[[ PROVIDED INFORMATION open ]]
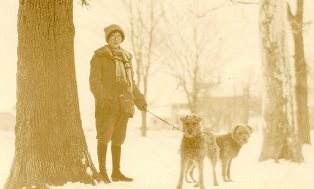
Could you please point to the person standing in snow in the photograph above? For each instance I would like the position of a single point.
(111, 82)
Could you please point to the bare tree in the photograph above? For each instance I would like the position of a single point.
(194, 53)
(50, 147)
(281, 139)
(144, 20)
(301, 94)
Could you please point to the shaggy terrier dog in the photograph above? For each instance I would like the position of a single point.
(195, 146)
(229, 145)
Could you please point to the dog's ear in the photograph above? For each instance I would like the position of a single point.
(234, 129)
(183, 119)
(198, 118)
(250, 129)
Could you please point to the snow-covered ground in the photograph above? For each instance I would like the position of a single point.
(154, 163)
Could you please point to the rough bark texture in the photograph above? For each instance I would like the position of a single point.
(280, 137)
(296, 23)
(50, 147)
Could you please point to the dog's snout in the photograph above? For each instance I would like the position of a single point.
(190, 130)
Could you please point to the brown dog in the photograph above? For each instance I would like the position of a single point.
(229, 145)
(195, 146)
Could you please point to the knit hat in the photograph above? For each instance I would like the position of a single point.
(112, 28)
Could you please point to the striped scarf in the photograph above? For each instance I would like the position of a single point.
(123, 68)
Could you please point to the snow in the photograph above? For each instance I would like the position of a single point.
(154, 163)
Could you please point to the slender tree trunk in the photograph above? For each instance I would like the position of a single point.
(246, 104)
(296, 23)
(144, 115)
(50, 147)
(280, 139)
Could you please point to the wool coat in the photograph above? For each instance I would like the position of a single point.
(103, 83)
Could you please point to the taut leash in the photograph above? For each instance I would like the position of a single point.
(173, 127)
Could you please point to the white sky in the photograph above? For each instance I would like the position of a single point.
(239, 34)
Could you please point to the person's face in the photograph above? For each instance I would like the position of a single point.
(115, 39)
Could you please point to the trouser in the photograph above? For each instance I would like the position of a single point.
(111, 126)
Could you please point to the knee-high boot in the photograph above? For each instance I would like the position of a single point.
(116, 173)
(102, 153)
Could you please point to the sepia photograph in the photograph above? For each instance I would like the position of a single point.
(157, 94)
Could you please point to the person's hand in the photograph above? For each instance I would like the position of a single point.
(143, 107)
(107, 103)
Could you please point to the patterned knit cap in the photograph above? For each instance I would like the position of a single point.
(112, 28)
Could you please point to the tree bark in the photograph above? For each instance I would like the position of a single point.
(280, 138)
(296, 23)
(50, 146)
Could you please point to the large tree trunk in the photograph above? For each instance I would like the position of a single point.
(280, 137)
(50, 147)
(296, 22)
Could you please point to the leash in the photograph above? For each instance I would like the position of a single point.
(173, 127)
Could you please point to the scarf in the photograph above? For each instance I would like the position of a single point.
(123, 68)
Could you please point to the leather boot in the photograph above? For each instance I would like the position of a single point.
(116, 173)
(102, 153)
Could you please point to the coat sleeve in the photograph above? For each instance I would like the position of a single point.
(139, 98)
(95, 82)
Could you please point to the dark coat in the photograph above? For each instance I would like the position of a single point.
(103, 84)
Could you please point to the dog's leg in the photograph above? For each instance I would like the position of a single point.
(228, 171)
(201, 175)
(224, 169)
(189, 171)
(214, 162)
(182, 168)
(225, 165)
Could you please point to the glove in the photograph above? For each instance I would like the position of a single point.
(143, 107)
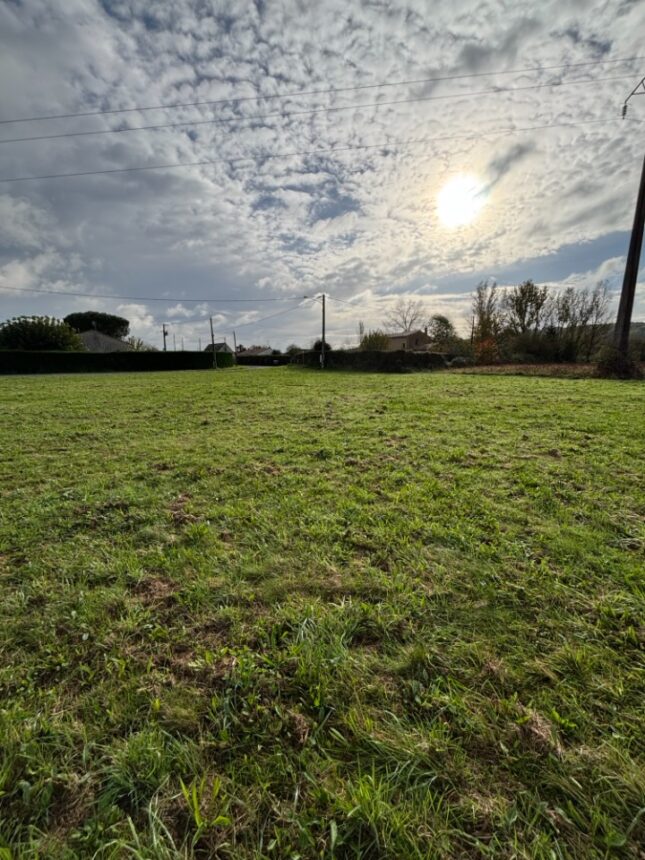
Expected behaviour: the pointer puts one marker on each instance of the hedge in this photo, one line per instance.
(16, 361)
(262, 360)
(385, 362)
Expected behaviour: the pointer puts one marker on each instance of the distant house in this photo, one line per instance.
(218, 347)
(410, 340)
(257, 350)
(95, 341)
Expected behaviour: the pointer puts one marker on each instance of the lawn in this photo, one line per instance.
(285, 614)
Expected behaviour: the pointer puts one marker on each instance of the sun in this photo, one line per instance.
(460, 200)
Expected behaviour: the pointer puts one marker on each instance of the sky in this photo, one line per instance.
(335, 128)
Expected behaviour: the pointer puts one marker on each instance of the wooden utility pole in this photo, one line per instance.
(213, 344)
(322, 345)
(624, 318)
(626, 305)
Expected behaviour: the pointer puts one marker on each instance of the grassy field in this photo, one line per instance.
(285, 614)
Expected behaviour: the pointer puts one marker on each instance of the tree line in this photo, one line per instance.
(524, 323)
(49, 333)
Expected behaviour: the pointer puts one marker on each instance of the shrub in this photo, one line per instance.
(487, 351)
(107, 323)
(317, 347)
(375, 340)
(615, 364)
(37, 333)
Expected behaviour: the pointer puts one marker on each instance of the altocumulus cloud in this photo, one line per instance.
(358, 221)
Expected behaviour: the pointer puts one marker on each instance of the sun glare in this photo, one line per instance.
(460, 200)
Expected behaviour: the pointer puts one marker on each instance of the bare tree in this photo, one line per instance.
(526, 307)
(405, 315)
(487, 312)
(441, 330)
(580, 315)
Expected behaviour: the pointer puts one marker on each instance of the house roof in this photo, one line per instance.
(405, 333)
(95, 341)
(222, 346)
(258, 350)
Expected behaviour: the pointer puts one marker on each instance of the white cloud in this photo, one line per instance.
(361, 221)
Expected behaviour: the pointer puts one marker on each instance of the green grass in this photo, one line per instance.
(282, 614)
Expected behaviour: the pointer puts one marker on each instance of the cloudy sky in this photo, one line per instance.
(331, 128)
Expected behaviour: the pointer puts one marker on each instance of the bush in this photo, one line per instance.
(109, 324)
(614, 364)
(37, 333)
(98, 362)
(375, 340)
(262, 360)
(317, 347)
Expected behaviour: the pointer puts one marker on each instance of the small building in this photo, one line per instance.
(95, 341)
(218, 347)
(257, 350)
(409, 340)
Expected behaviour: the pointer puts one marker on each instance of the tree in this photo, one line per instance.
[[ PROVIDED INFORMATION closed ]]
REQUIREMENT:
Give every record back exactly as it reads, with no images.

ANSWER TO THIS TASK:
Could you please point to the person standing in snow in the photograph above? For each instance I would like the position of a single point.
(111, 82)
Could you please point to the bare tree in the photograph above? For each instance I would like the position of a single point.
(194, 53)
(50, 147)
(281, 139)
(144, 20)
(301, 94)
Could you please point to the shaggy terrier dog in the photograph above? For each instance I would like the position of a single point.
(195, 146)
(229, 145)
Could you please point to the dog's ear in the photograph above? For each instance I would like the position of a single point.
(234, 129)
(183, 119)
(198, 118)
(250, 129)
Could you please point to the snow-covered ground in the photograph above? For each instance I would like the position of a single point.
(154, 163)
Could you please point to the rough bark texture in the photograph above? For each instance I would like the position of a single point.
(280, 137)
(296, 23)
(50, 147)
Could you please point to the dog's snout in the photograph above? For each instance I would like the position of a single point.
(190, 130)
Could you please point to the brown dog in the photograph above? For each instance I would like the position of a single point.
(229, 145)
(195, 146)
Could you please point to the knit hat in the photograph above? For each instance I would like the position of a single point.
(112, 28)
Could you please point to the striped scarf in the photograph above? For each instance I would like the position of a single point.
(123, 68)
Could you please point to the snow in the photograph above? For each instance I would like the position of a single point.
(154, 163)
Could you please point to the slender tree trunk in the photograph above? For each instance I would like the position of a single point.
(246, 104)
(296, 23)
(144, 115)
(50, 147)
(280, 139)
Could you please point to the wool coat in the photograph above? For each instance I would like the position of a single point.
(103, 83)
Could you please point to the taut leash in the photograph above? For each instance I would like the position of a single point.
(173, 127)
Could you please point to the white sky in the photograph above? For each instance I would like the position of a single point.
(239, 34)
Could you please point to the person's face in the photograph above? For each instance I would like the position of a single point.
(115, 39)
Could you please point to the trouser in the photograph above? For each instance I would like the position of a single point.
(111, 126)
Could you please point to the knee-high boot in the photograph above? For each instance I would like the position of a single point.
(116, 173)
(102, 153)
Could you please point to the sepia photograph in the photograph above? For each instance I would like the position of a single point.
(157, 94)
Could you please point to the person's hand in the photograph above? For each instance I would like the position of a single point.
(143, 107)
(107, 103)
Could you please point to the patterned knit cap in the photograph above? For each instance I would like the position of a single point.
(112, 28)
Could you please point to the tree bark in the photograph above? For each instance I would like the position of a single point.
(280, 138)
(296, 23)
(50, 146)
Could you please point to the large tree trunk in the photograph above? For each instance I would like the position of a single point.
(280, 137)
(50, 147)
(296, 22)
Could you please point to the leash in the photograph above? For each instance I would like the position of a single point.
(173, 127)
Could you please point to the scarf in the photograph above? For each instance I would like the position of a single point.
(123, 68)
Could you please point to the leather boot in the photograph above? For each instance I would like the position of a single point.
(116, 173)
(102, 153)
Could you please point to the coat sleeve in the photograph above? For each instance I would like the position of a single point.
(139, 98)
(95, 82)
Could you please point to the dark coat in the photograph above? For each instance I would like the position of a single point.
(103, 84)
Could you please point to the dog's leg in the photograph above? For each instance I would like the position of a single point.
(228, 171)
(201, 175)
(224, 169)
(189, 171)
(214, 162)
(182, 168)
(225, 165)
Could you please point to the glove in the photograph above? For each instance I would like the position of a single point.
(143, 107)
Expected behaviour: the pointer puts one marker on each instance of the hedge in this photo, one line per instance.
(16, 361)
(262, 360)
(385, 362)
Expected behaviour: the pointer puts one marker on each instance of the distant house in this photo, one line per instance.
(218, 347)
(410, 340)
(257, 350)
(95, 341)
Expected behaviour: the pointer puts one marker on each instance of the lawn in this photo, one line per instance.
(285, 614)
Expected behaviour: the pointer puts one marker on each instance of the sun in this photo, one line per instance.
(460, 200)
Expected behaviour: the pointer puts one marker on each instance of the sky in this photo, one line per instance.
(335, 128)
Expected behaviour: the pointer puts one marker on each instance of the wooden utility pole in this photo, one line per instance.
(213, 344)
(322, 345)
(624, 318)
(626, 305)
Expected behaviour: the pointer puts one marker on each instance of the grassy field in this photo, one line per instance.
(285, 614)
Expected behaviour: the pointer puts one marker on each instance of the tree line in this photo, one line per instance.
(524, 323)
(49, 333)
Expected behaviour: the pointer puts one marker on each instance of the shrub in this photo, one line per instance.
(487, 351)
(107, 323)
(317, 347)
(375, 340)
(615, 364)
(37, 333)
Expected behaviour: the pointer puts one marker on each instance of the altocumulus cloud in this photo, one line per instance.
(358, 221)
Expected behaviour: the pointer puts one marker on each instance of the sun glare in this photo, one line per instance.
(460, 200)
Expected behaviour: the pointer puts one marker on each instance of the bare tree in this photo, one line per instance.
(526, 307)
(405, 315)
(487, 312)
(441, 330)
(580, 315)
Expected behaviour: the pointer puts one marker on each instance of the house roof in this photo, one line per instance.
(405, 333)
(95, 341)
(222, 346)
(258, 350)
Expected behaviour: the pointer puts one marker on each instance of the white cloud in this photo, one line per instance.
(361, 221)
Expected behaviour: the pointer puts one marker on each instance of the green grass in this photo, one line per instance.
(282, 614)
Expected behaviour: the pointer puts one marker on each instance of the cloudy sky in this photo, one line per instance.
(331, 128)
Expected behaviour: the pointer puts one marker on each instance of the bush in this photo, one line per instance.
(109, 324)
(614, 364)
(37, 333)
(98, 362)
(375, 340)
(262, 360)
(317, 347)
Expected behaviour: the pointer puts one marker on each instance of the small building in this photo, one line per instance.
(95, 341)
(218, 347)
(257, 350)
(409, 340)
Expected behaviour: the pointer puts one marker on each instance of the tree in this photo, one line per instance.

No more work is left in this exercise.